*Excerpted text*
The Tigers have to wonder if they would have been better off keeping Kapler, now that it seems obvious Gonzalez isn't going to replicate his Texas numbers in Detroit ... and probably isn't going to re-sign with the club at the end of the season.

He announced recently that he had cut off contract negotiations with the Tigers until the end of the year after balking this spring at a proposed $140million deal. Tigers GM Randy Smith still feels he has a chance to re-sign Gonzalez, but it seems more likely that he'll turn up in right field for one of the major-market clubs.

Scary thought for Orioles fans: He would be a very nice fit for the New York Yankees in 2001.

Juiced ball update

Several major-league pitchers have performed experiments to find out if there is a difference between the new "Bud Selig" baseballs being used this season and the AL and NL balls that were used during the 1999 season.

Toronto Blue Jays reliever Billy Koch sliced open one of the Selig balls and also a brand-new ball left over from last year. He removed the two cores and dropped each of them several times from the same height.

"The 2000 ball bounced a little higher - from two to four inches - every time," Koch said. "We [the Blue Jays pitchers] aren't scientists, but we're laughing at it. They [baseball officials] say they're doing all these tests and that the balls are the same, but they're not."

Rangers starter Kenny Rogers cut one of the new balls open to see if it had a "cork-cushioned center" like baseballs of old. He found a small rubber ball at the center and immediately concluded that something evil was afoot."This thing doesn't look like a cushioned-cork center to me," Rogers told a reporter. "It's a conspiracy against pitchers."

No comment

The decision by commissioner Selig to withhold any announcement of his ruling in the salary dispute between the Orioles and former general manager Frank Wren is inexplicable - and wrong-headed.

Selig chose not to make an announcement that he had ruled in favor of Wren in the long-running dispute, presumably to save Orioles owner Peter Angelos the embarrassment of being publicly repudiated by baseball's central office. It would seem to be more important for the commissioner to make a decisive ruling on the sanctity of a front office contract than to worry about the possible hurt feelings of the losing party in the dispute.

*Source excerpt*
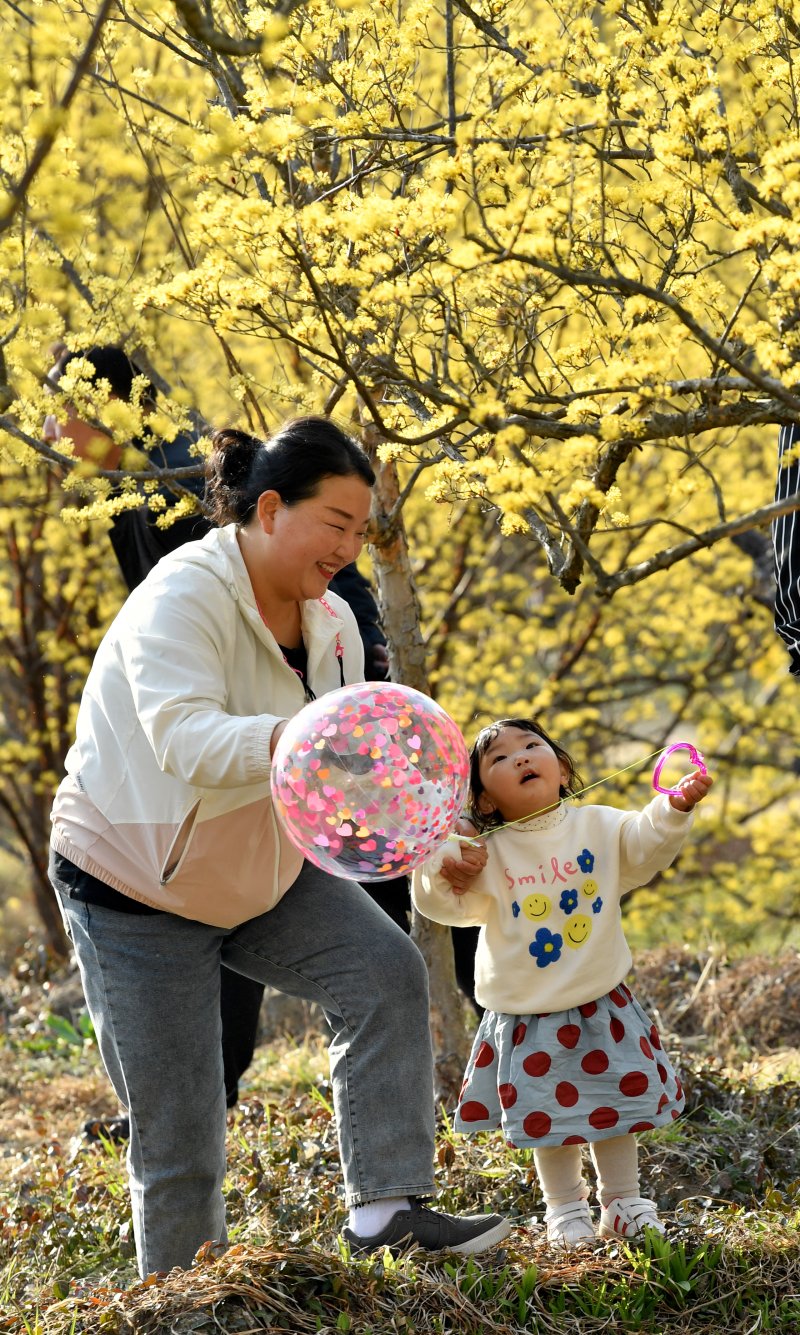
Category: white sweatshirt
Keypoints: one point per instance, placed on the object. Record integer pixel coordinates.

*To-do list*
• A. According to the baseball column, by how much did Koch say the 2000 ball bounced higher each time it was dropped?
• B. Reproduce the part of the baseball column starting with "Selig chose not" and going on through "in the dispute.".

*Task-by-task outputs*
• A. From two to four inches.

• B.
Selig chose not to make an announcement that he had ruled in favor of Wren in the long-running dispute, presumably to save Orioles owner Peter Angelos the embarrassment of being publicly repudiated by baseball's central office. It would seem to be more important for the commissioner to make a decisive ruling on the sanctity of a front office contract than to worry about the possible hurt feelings of the losing party in the dispute.